◆ **AIM OF THE TASK**
Reproduce the whole listing exactly and let no picture into the copy.

◆ **SOURCE DATA**
————————

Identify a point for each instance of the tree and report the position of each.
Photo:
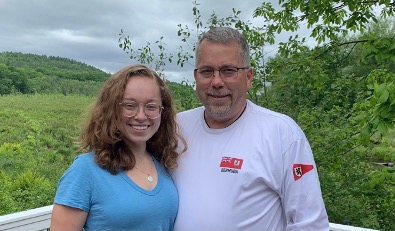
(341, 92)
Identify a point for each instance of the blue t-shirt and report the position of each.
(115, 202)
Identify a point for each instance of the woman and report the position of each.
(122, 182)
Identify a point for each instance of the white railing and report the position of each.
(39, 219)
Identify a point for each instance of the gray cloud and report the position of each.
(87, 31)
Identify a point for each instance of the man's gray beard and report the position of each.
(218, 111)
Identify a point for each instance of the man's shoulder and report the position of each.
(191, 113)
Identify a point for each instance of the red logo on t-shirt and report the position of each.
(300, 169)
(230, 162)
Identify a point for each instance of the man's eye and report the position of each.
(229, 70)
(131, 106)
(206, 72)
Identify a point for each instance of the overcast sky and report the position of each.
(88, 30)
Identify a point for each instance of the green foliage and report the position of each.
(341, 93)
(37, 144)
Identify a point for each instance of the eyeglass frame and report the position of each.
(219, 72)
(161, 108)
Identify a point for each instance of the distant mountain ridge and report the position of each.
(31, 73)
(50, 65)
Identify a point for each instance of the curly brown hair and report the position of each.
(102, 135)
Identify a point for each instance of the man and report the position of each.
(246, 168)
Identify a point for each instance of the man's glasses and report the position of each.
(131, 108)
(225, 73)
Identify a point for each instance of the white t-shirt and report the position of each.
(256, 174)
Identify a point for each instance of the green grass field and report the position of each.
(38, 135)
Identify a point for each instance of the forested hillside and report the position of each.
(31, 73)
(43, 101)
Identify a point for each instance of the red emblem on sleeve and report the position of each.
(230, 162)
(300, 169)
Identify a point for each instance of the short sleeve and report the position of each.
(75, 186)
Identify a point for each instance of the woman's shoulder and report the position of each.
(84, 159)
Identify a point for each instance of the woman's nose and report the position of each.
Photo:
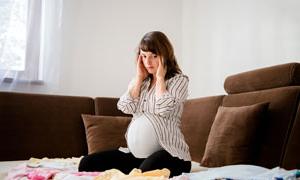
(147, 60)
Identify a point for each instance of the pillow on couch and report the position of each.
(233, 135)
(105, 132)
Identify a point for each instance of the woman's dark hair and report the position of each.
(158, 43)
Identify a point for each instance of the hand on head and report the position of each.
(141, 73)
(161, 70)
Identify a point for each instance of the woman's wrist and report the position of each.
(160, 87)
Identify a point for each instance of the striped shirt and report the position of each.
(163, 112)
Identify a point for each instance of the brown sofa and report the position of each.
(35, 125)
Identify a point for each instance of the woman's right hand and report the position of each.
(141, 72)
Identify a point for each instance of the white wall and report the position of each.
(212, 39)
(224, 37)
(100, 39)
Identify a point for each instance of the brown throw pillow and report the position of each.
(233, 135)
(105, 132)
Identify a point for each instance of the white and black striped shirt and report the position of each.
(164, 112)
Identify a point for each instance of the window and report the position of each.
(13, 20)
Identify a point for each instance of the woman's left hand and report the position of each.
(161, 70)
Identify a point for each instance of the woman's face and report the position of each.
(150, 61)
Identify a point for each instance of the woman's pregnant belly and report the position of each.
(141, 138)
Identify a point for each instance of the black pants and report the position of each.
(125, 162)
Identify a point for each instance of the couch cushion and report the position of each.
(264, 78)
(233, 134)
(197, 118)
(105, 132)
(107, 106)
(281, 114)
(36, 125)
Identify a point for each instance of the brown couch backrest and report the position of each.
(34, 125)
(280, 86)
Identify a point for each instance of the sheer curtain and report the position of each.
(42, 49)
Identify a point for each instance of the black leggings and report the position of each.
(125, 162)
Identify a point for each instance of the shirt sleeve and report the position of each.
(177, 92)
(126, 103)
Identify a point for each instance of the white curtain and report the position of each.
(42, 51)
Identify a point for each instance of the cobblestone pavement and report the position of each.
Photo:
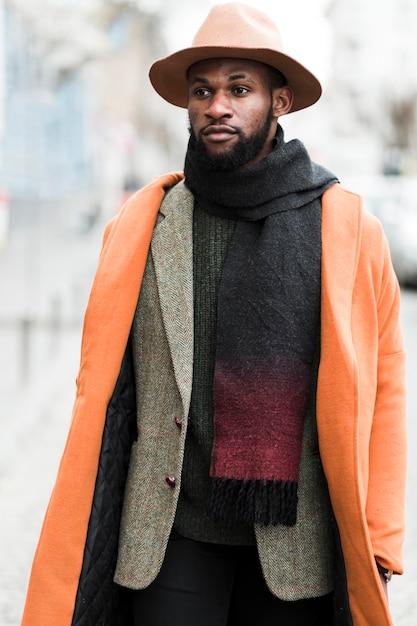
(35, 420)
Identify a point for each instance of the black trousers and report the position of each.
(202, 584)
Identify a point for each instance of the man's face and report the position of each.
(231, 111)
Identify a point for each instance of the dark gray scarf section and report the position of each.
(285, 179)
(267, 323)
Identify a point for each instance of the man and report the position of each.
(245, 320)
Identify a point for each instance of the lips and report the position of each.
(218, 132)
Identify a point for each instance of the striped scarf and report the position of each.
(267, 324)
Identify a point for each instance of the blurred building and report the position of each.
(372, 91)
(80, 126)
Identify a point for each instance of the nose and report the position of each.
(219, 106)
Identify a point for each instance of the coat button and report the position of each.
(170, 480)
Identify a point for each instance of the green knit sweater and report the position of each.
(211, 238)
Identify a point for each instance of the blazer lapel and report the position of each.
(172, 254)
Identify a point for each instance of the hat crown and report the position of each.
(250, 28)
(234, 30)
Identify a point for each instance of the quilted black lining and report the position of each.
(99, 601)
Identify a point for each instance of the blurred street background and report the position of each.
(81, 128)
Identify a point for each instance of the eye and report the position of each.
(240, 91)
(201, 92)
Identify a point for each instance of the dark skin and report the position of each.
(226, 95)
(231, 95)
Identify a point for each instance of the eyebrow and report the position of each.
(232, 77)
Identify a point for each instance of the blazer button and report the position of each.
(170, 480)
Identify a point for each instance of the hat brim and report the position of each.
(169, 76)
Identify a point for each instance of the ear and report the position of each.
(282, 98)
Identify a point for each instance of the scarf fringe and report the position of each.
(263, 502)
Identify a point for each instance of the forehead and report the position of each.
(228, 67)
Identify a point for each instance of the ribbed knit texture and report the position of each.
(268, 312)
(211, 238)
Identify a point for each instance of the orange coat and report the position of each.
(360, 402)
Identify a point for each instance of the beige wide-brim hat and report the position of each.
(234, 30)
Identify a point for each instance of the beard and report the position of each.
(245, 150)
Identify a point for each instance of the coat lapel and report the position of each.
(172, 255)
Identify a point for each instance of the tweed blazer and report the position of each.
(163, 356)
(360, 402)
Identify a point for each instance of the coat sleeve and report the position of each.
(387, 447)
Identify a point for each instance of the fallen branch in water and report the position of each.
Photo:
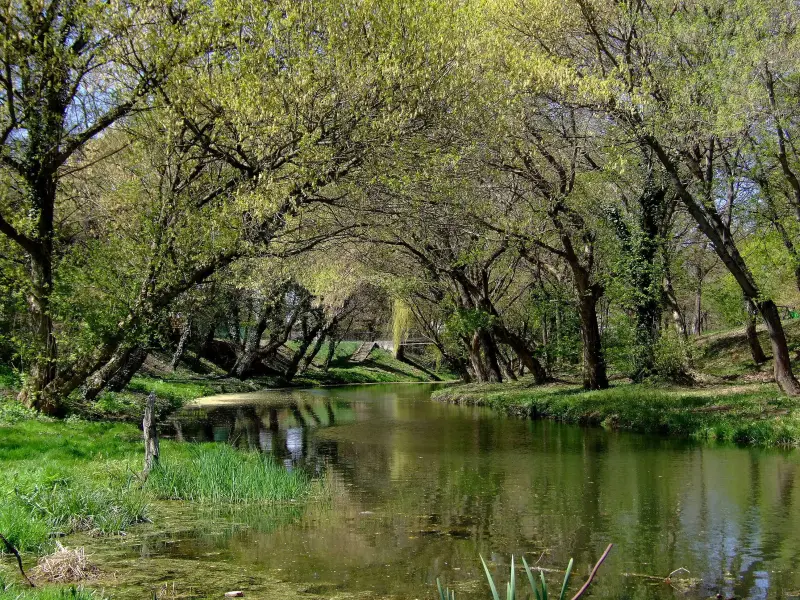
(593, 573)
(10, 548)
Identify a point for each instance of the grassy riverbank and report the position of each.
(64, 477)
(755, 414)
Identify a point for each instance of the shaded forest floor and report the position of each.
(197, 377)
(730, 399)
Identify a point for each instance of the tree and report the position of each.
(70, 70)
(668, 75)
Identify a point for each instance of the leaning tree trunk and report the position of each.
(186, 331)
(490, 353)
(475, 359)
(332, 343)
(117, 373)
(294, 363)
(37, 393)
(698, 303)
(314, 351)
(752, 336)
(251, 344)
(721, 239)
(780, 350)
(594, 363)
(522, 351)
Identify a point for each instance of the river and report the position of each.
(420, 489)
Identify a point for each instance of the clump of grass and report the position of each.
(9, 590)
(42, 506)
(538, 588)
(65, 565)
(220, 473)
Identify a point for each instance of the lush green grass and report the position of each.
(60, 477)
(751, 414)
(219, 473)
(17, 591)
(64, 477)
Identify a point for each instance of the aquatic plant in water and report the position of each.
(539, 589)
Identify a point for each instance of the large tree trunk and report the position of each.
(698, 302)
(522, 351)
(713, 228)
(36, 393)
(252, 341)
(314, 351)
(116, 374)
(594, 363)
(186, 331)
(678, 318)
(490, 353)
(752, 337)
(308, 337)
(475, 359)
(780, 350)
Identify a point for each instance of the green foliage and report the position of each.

————————

◆ **WRITTEN REPLY**
Identify a point for each instance of the tree and report the position of each.
Photo:
(341, 92)
Identify a point for each instance of the blue t-shirt and report the position of each.
(115, 202)
Identify a point for each instance of the woman and report the position of each.
(122, 182)
Identify a point for each instance of the white railing and report the position of each.
(39, 219)
Identify a point for each instance of the gray cloud and report the position of each.
(87, 31)
Identify a point for each instance of the man's gray beard and report the position of each.
(218, 111)
Identify a point for each instance of the man's shoulder and report the position of each.
(191, 113)
Identify a point for each instance of the red logo on t-shirt and report the position of each.
(300, 169)
(230, 162)
Identify a point for each instance of the man's eye and report the position of each.
(229, 70)
(131, 106)
(206, 72)
Identify a point for each instance of the overcast sky and report the position of each.
(88, 30)
Identify a point for each instance of the green foliage and report the position of each.
(341, 93)
(37, 144)
Identify a point for each instance of the eyeglass frame and report the position of each.
(219, 72)
(161, 108)
Identify a point for each instance of the distant mountain ridge and report the position of each.
(31, 73)
(50, 65)
Identify a point for each instance of the curly brown hair and report the position of each.
(102, 135)
Identify a point for each instance of the man and report the position of each.
(246, 168)
Identify a point for each instance of the man's glasses and report the position of each.
(131, 108)
(225, 73)
Identify a point for each instance of the white t-shirt and report the position of each.
(256, 174)
Identify a point for each instance of the green grass field and report the position of each.
(38, 135)
Identify a point for each instance of the forested hillside and report the position of each.
(31, 73)
(43, 101)
Identify a point for each instance of the red emblem on sleeve and report the position of each.
(230, 162)
(300, 169)
Identify a point for each instance of the short sleeve and report the position of each.
(75, 186)
Identify a point for each instance of the woman's shoulder and report the position of each.
(84, 159)
Identify a point for each instance of the woman's nose and report the position of each.
Photo:
(147, 60)
Identify a point for each instance of the pillow on couch and report the position of each.
(233, 135)
(105, 132)
Identify a point for each instance of the woman's dark hair and report the position of each.
(158, 43)
Identify a point for each instance of the hand on head and report the position of each.
(141, 73)
(161, 70)
Identify a point for each instance of the woman's wrist and report the position of each.
(160, 87)
Identify a point for each instance of the striped shirt and report the position of each.
(163, 112)
Identify a point for each instance of the brown sofa and report the position of each.
(35, 125)
Identify a point for each instance of the woman's right hand and report the position of each.
(141, 72)
Identify a point for each instance of the white wall and report the position of each.
(212, 39)
(224, 37)
(100, 39)
Identify a point for each instance of the brown throw pillow and report the position of each.
(233, 135)
(105, 132)
Identify a point for each instance of the white and black striped shirt and report the position of each.
(164, 112)
Identify a point for each instance of the window and report the position of each.
(13, 20)
Identify a point for each instance of the woman's left hand and report the position of each.
(161, 70)
Identify a point for each instance of the woman's face and report the position of each.
(150, 61)
Identify a point for each instance of the woman's pregnant belly and report the position of each.
(141, 138)
Identify a point for each instance of the black pants and report the position of each.
(125, 162)
Identify a point for each instance of the couch cushion and report the position of each.
(264, 78)
(233, 134)
(197, 118)
(105, 132)
(107, 106)
(281, 114)
(36, 125)
Identify a point for each instance of the brown couch backrest and report the position of each.
(34, 125)
(280, 86)
Identify a point for each instance of the sheer curtain and report the position of each.
(42, 49)
Identify a point for each instance of the black leggings and report the position of each.
(125, 162)
Identify a point for each instance of the shirt sleeve and report the position of each.
(177, 92)
(126, 103)
Identify a point for each instance of the white curtain and report the position of each.
(42, 51)
Identify a point for each instance of the cobblestone pavement and report the position of each.
Photo:
(35, 420)
Identify a point for each instance of the black trousers and report the position of each.
(202, 584)
Identify a point for each instance of the man's face and report the position of each.
(231, 111)
Identify a point for each instance of the dark gray scarf section and report the position of each.
(285, 179)
(267, 323)
Identify a point for each instance of the man and report the position of each.
(245, 320)
Identify a point for each instance of the lips and report the position of each.
(218, 132)
Identify a point for each instance of the striped scarf and report the position of each.
(267, 324)
Identify a point for each instance of the blurred building and report the position of each.
(372, 91)
(80, 126)
Identify a point for each instance of the nose and report the position of each.
(219, 106)
Identify a point for each instance of the coat button and report the position of each.
(170, 480)
Identify a point for each instance of the green knit sweater and report the position of each.
(211, 238)
Identify a point for each instance of the blazer lapel and report the position of each.
(172, 254)
Identify a point for each instance of the hat crown and report the position of each.
(250, 28)
(234, 30)
Identify a point for each instance of the quilted black lining and report the position of each.
(99, 601)
Identify a point for each instance of the blurred street background and report the position of each.
(81, 128)
Identify a point for each instance of the eye and report the position of each.
(240, 91)
(201, 92)
Identify a point for each instance of the dark skin and report the position of each.
(226, 95)
(231, 95)
Identify a point for each instance of the eyebrow and report the position of each.
(232, 77)
Identify a point for each instance of the blazer button and report the position of each.
(170, 480)
Identify a point for each instance of the hat brim and report the position of each.
(169, 76)
Identify a point for each instance of the ear and report the position of each.
(282, 98)
Identify a point for each instance of the scarf fringe and report the position of each.
(263, 502)
Identify a point for each instance of the forehead and report the position of each.
(228, 67)
Identify a point for each instance of the ribbed knit texture and report the position of each.
(268, 312)
(211, 238)
Identify a point for each instance of the orange coat and report the position of each.
(360, 402)
Identify a point for each instance of the beige wide-brim hat and report the position of each.
(234, 30)
Identify a point for each instance of the beard and report the position of each.
(245, 150)
Identify a point for each instance of the coat lapel and report the position of each.
(172, 255)
Identify a point for each instance of the tweed blazer and report the position of each.
(163, 356)
(360, 402)
Identify a point for each instance of the coat sleeve and report the position of each.
(387, 447)
Identify a point for each instance of the fallen branch in water and report the position of each.
Photo:
(593, 573)
(10, 548)
Identify a point for each instance of the grassy riverbank and report the position of each.
(64, 477)
(755, 414)
Identify a point for each instance of the shaded forest floor and report the position of each.
(197, 377)
(730, 399)
Identify a point for each instance of the tree and report the position of each.
(70, 70)
(668, 75)
Identify a point for each instance of the leaning tree trunk and report the position of each.
(186, 331)
(490, 353)
(475, 359)
(332, 343)
(117, 373)
(294, 363)
(37, 393)
(698, 303)
(314, 351)
(752, 336)
(251, 344)
(721, 239)
(780, 350)
(594, 363)
(522, 351)
Identify a point for each instance of the river and report the position of each.
(420, 489)
Identify a point for each instance of the clump of grass and report the position of each.
(9, 590)
(42, 506)
(538, 588)
(65, 565)
(220, 473)
Identify a point for each instance of the lush green grass and report the position of each.
(60, 477)
(751, 414)
(219, 473)
(17, 591)
(64, 477)
Identify a point for each instance of the aquatic plant in water and report the position of each.
(539, 589)
Identify a point for each instance of the large tree trunk and report the position of each.
(698, 302)
(522, 351)
(713, 228)
(36, 393)
(252, 341)
(314, 351)
(116, 374)
(594, 363)
(186, 331)
(678, 318)
(490, 353)
(752, 337)
(308, 337)
(475, 359)
(780, 350)
Identify a point for each instance of the green foliage and report the position of each.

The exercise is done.